- Stated exercise
Write out all of the data below again, line by line, but raise both numbers in every pixel coordinate by 110. Leave the pictures out.

══════════

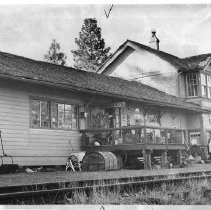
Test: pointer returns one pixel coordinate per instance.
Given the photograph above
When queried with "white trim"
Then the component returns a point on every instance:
(208, 63)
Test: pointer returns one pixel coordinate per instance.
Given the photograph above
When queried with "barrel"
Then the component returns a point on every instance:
(101, 161)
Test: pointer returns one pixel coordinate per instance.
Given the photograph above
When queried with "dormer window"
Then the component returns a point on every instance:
(192, 84)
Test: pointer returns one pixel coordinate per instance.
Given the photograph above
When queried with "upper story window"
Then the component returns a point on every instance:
(209, 86)
(192, 84)
(48, 114)
(203, 85)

══════════

- Task output
Test: pointer returns one pixel coordinate per instance.
Given the photograph above
When queried with "white trim"
Then the component returns a point on every instance:
(318, 173)
Test: pointer returns one pixel coordinate per instance.
Given the photograph above
When queried with "barrel"
Then the component returns a point on every instance:
(211, 271)
Test: pointer returns one pixel coordinate per instance.
Given the photograph above
When queried with "dormer window"
Then the component returns a point on every instance:
(302, 194)
Test: pointer returns one pixel coordinate per instance.
Given the photograph above
When queried with "upper story window"
Then the component returns a point on every instance:
(319, 196)
(302, 194)
(158, 224)
(313, 195)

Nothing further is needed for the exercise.